►

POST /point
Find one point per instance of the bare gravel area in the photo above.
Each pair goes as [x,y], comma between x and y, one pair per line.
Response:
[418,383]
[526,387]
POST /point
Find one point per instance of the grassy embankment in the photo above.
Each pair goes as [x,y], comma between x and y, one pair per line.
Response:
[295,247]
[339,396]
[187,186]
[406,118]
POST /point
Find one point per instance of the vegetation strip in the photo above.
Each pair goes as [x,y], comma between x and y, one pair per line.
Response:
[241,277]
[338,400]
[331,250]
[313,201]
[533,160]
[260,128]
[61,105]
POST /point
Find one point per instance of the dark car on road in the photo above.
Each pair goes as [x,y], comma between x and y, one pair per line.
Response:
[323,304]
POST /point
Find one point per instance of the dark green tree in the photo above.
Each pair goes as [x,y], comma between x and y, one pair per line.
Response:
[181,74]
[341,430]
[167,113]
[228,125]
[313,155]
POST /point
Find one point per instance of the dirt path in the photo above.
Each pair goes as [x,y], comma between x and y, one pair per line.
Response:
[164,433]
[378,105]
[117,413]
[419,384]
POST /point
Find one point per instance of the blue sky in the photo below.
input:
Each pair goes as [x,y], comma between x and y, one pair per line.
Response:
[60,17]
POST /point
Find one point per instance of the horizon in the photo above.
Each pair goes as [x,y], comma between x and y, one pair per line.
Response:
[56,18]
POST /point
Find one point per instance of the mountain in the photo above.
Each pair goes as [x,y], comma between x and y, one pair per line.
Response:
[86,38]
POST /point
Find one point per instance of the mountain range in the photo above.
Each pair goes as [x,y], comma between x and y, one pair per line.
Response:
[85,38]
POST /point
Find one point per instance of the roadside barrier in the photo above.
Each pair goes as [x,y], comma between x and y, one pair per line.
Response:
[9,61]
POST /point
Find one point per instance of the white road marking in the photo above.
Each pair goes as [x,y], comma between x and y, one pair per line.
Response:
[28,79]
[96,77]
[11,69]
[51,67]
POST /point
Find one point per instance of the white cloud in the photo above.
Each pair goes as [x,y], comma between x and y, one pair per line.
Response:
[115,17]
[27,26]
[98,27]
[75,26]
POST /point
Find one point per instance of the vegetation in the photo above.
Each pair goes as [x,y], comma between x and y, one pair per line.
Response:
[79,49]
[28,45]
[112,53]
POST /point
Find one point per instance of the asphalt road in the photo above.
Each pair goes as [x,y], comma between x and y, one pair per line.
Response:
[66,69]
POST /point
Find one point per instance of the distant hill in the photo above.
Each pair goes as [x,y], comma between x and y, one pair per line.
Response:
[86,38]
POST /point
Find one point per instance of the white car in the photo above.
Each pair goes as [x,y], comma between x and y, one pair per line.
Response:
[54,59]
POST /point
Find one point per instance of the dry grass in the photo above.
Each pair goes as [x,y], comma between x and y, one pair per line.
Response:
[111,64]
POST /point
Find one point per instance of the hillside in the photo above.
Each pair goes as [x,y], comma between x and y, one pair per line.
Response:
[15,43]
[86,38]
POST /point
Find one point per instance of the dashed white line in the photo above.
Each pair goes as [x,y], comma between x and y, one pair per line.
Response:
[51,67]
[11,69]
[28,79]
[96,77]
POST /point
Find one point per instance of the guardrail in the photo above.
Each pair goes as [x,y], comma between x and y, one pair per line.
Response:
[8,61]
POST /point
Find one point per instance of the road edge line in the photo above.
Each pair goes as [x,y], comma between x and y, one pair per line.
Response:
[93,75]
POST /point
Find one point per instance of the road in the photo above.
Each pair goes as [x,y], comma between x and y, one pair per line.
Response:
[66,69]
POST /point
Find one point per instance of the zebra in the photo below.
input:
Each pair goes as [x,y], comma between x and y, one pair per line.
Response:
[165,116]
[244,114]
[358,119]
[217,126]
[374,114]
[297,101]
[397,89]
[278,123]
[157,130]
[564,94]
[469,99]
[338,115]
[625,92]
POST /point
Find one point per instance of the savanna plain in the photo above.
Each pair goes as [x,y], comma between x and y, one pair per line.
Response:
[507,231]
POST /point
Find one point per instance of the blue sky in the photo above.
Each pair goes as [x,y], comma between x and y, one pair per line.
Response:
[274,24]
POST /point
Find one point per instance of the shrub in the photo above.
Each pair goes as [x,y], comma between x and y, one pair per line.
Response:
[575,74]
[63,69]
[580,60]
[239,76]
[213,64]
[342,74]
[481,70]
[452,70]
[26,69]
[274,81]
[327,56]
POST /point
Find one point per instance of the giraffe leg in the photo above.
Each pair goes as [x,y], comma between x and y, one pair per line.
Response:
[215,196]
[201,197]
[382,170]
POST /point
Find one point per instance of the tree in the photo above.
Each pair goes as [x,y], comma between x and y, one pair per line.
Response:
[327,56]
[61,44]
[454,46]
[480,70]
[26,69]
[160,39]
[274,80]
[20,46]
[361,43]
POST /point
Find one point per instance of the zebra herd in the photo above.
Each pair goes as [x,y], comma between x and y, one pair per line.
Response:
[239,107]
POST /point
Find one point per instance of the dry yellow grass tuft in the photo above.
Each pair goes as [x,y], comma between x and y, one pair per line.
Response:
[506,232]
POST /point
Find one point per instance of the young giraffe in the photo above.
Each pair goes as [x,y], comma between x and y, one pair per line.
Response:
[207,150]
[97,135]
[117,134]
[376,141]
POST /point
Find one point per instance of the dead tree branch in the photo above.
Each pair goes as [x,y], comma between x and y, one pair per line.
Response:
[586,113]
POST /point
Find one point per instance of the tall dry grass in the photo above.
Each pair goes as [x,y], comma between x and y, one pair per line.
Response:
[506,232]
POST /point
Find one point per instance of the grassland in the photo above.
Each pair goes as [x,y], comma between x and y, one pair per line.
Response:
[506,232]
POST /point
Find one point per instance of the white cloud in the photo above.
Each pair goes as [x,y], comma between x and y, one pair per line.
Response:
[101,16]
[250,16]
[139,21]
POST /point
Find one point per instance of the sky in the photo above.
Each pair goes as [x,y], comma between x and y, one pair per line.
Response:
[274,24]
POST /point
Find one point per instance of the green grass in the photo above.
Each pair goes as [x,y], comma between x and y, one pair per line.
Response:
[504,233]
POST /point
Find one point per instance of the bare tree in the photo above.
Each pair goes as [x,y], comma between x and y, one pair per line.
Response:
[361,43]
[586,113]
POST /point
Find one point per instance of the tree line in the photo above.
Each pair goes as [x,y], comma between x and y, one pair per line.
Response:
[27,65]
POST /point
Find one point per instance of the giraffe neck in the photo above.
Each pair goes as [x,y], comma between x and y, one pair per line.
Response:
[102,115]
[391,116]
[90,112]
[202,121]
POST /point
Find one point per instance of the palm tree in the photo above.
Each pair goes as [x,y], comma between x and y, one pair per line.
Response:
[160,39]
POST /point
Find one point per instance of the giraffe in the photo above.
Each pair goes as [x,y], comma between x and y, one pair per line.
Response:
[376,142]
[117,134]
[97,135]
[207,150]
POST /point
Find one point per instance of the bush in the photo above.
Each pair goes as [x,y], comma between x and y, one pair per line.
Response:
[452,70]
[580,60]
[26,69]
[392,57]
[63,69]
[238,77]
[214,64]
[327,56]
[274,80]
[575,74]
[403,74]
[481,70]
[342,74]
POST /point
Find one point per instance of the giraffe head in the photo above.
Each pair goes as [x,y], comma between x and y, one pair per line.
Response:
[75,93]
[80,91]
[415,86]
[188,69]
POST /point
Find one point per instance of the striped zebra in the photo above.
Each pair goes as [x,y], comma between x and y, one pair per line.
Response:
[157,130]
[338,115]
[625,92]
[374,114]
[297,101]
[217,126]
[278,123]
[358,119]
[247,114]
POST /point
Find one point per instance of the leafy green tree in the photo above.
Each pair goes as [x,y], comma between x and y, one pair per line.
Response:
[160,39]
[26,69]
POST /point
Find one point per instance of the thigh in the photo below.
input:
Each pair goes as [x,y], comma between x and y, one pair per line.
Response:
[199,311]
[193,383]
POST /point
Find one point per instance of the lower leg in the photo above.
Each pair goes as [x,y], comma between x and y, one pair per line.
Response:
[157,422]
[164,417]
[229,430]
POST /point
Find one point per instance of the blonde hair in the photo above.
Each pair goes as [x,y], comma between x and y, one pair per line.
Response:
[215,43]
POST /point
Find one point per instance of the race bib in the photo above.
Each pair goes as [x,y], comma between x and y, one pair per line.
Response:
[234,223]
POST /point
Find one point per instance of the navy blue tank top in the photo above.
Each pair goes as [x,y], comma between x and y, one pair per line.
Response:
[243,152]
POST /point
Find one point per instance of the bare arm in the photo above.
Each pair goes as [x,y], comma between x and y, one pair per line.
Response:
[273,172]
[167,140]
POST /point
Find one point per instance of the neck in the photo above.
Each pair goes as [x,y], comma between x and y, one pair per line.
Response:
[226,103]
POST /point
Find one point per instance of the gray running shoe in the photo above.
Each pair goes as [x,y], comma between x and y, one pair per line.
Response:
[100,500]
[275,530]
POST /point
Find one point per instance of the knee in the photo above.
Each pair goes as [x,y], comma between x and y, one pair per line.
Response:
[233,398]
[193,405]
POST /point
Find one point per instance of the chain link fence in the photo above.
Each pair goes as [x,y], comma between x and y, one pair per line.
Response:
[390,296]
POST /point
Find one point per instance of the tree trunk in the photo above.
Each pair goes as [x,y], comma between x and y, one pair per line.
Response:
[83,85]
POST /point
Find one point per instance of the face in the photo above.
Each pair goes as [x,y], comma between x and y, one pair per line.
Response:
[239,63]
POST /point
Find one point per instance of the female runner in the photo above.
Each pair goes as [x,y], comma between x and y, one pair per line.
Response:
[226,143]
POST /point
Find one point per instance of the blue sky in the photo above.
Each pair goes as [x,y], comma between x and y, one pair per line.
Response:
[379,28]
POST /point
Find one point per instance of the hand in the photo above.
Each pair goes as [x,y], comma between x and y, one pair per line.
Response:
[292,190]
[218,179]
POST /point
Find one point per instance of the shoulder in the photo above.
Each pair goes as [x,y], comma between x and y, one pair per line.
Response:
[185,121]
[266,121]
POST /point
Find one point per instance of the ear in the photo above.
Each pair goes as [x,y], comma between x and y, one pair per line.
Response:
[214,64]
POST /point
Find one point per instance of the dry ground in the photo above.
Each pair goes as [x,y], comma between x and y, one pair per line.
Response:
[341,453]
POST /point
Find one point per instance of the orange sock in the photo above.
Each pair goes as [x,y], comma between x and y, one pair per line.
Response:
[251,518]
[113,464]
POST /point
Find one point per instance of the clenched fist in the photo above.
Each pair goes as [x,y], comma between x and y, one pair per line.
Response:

◄

### Request:
Pull out every line in the lines above that contains the word "giraffe", and copy each one in full.

### Finished exercise:
Find one point per instance of the giraffe leg in the photo above.
Find one point per instance of the young giraffe in the photo above.
Find one point per instance of the giraffe neck in the photo above.
Find one point per instance of the giraffe in the photo above.
Find one point per instance of the giraffe head in the photo above.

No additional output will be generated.